*What you should do*. Quote all entries exactly, leaving pictures aside.
-- Begin --
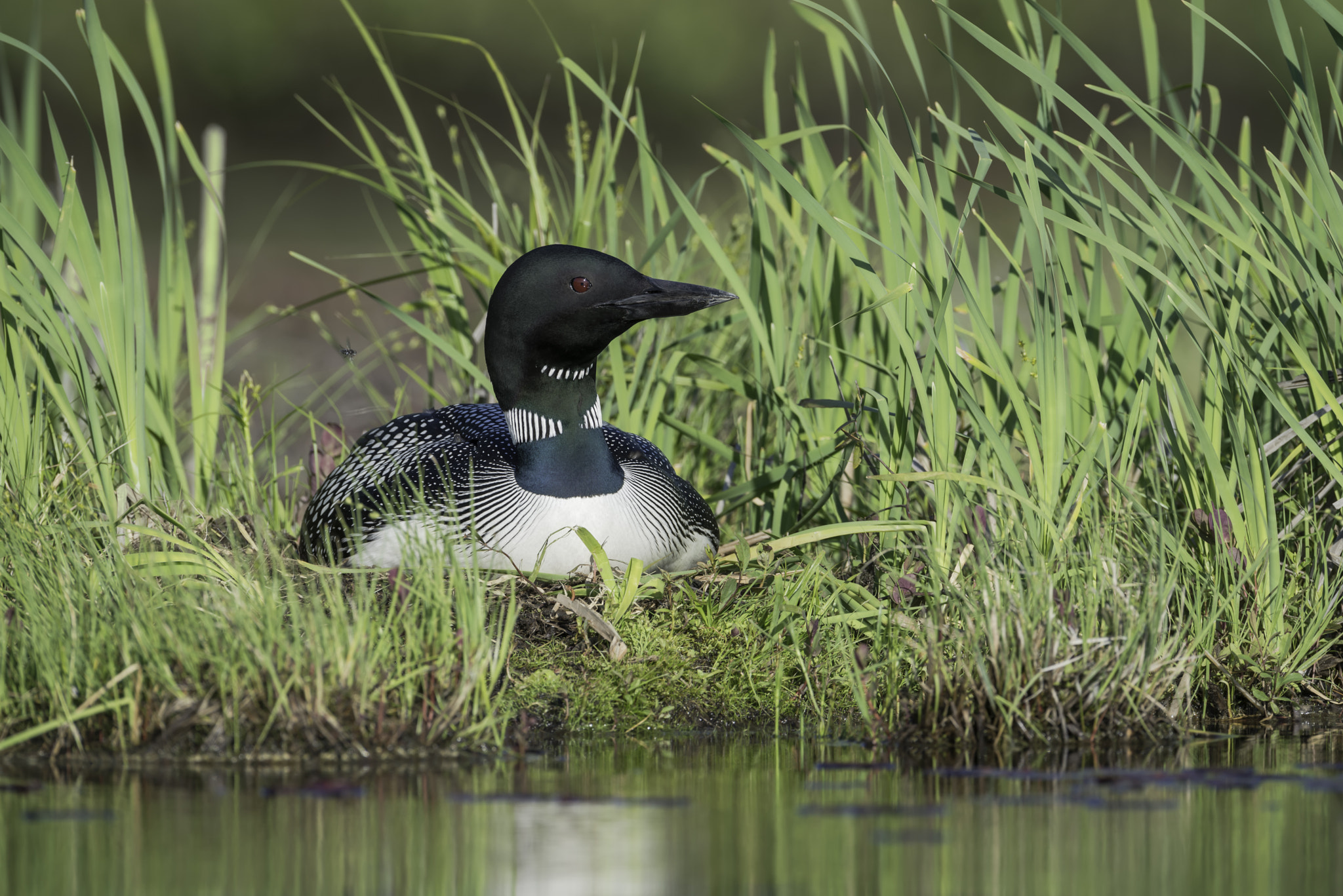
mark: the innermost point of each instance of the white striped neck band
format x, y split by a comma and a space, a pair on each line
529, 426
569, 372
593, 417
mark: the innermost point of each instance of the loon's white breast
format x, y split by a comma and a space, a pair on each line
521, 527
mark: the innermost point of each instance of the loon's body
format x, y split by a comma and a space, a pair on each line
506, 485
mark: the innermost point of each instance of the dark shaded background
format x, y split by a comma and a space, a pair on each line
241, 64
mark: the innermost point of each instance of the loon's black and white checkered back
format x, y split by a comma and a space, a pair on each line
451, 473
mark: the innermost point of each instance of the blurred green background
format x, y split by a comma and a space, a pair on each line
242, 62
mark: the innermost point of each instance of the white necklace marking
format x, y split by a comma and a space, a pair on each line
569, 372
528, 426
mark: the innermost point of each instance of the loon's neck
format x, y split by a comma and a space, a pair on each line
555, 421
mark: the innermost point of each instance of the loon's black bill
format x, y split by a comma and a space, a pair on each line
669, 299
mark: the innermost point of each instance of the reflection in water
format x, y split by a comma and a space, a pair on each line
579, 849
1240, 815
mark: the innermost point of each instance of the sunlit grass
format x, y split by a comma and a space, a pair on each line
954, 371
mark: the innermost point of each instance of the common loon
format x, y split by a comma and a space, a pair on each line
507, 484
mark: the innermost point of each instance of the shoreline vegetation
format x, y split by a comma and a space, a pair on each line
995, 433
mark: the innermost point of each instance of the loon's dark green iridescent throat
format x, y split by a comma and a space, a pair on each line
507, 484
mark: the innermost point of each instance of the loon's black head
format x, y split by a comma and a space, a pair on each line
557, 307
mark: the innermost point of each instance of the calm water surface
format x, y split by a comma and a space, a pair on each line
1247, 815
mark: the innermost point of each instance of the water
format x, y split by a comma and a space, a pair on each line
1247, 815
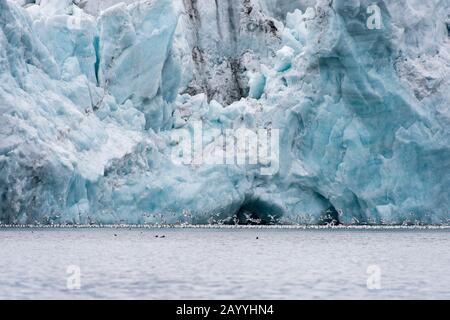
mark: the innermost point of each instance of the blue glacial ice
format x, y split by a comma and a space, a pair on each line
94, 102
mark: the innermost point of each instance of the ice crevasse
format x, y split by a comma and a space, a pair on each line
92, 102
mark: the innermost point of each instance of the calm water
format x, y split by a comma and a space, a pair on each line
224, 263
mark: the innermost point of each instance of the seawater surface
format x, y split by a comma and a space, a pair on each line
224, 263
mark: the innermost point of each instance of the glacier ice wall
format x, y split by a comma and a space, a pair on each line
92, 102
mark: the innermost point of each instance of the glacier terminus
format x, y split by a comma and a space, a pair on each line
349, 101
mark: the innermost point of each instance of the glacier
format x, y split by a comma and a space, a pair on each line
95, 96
-- End --
*Finished exercise*.
mark: the innermost point of each instance of the white striped neck band
format x, y split by a comma and a space, a pair on each line
529, 426
569, 372
593, 417
mark: the innermost point of each instance of the loon's white breast
format x, y split by a comma and a space, a pair on each line
521, 527
mark: the innermost point of each instance of the loon's body
format x, y split by a comma and a space, a pair on each line
506, 485
mark: the innermost point of each instance of the dark shaded background
format x, y split by a comma and a space, a pair on each line
241, 64
mark: the innermost point of each instance of the loon's black and white checkered back
format x, y split by a comma and a space, a pair on each line
451, 473
mark: the innermost point of each instance of the blurred green background
format x, y split by a comma and a space, a pair on each line
242, 62
mark: the innermost point of each instance of the white necklace marking
format x, y split by a comma and a space, a pair on each line
569, 372
528, 426
mark: the innermost point of each instance of the loon's neck
format x, y split by a comma and a space, a pair on each line
555, 421
mark: the innermost point of each instance of the loon's black bill
format x, y split by a comma and a space, a pair on each line
669, 299
mark: the innermost point of each instance of the reflection in water
format x, y split by a comma and a space, a pair on each line
579, 849
1240, 815
mark: the innermost point of each instance of the sunlit grass
format x, y split by a comma and a space, a pair on each line
954, 371
mark: the innermost point of each instance of the common loon
format x, y split by a comma and a space, a pair on each line
507, 484
mark: the innermost point of each instance of the shoreline vegetation
format x, y split by a comma and a space, a pair on each line
995, 433
mark: the innermost point of each instance of the loon's dark green iridescent throat
format x, y split by a comma and a space, a pair on each line
507, 484
mark: the innermost point of each instance of the loon's black head
format x, y split by a comma and a space, a pair on each line
557, 307
mark: the innermost point of each instance of the calm water surface
format x, y split by a comma and a space, a pair on each line
1247, 815
mark: the innermost point of each instance of the water
format x, y split by a comma and a space, a pair on each line
1247, 815
mark: the innermost point of each instance of the blue glacial ice
format x, y split by a comma and a space, a pair on each line
94, 102
mark: the innermost point of each instance of the ice crevasse
format x, y split by a comma and a space, a pair on each line
92, 102
mark: the innermost point of each instance of the calm water
format x, y split by a comma and a space, a pair on each line
224, 263
mark: the innermost point of each instance of the seawater surface
format x, y split by a comma and a space, a pair on each line
224, 263
mark: the innermost point of each instance of the glacier ice wall
format x, y split by a comma and a space, a pair on each line
92, 102
mark: the innermost point of each instance of the glacier terminus
format x, y split by a comma and a space, a pair on each line
349, 101
mark: the innermost point of each instance of the glacier
format x, y split by a comma and a space, a pair on each line
95, 96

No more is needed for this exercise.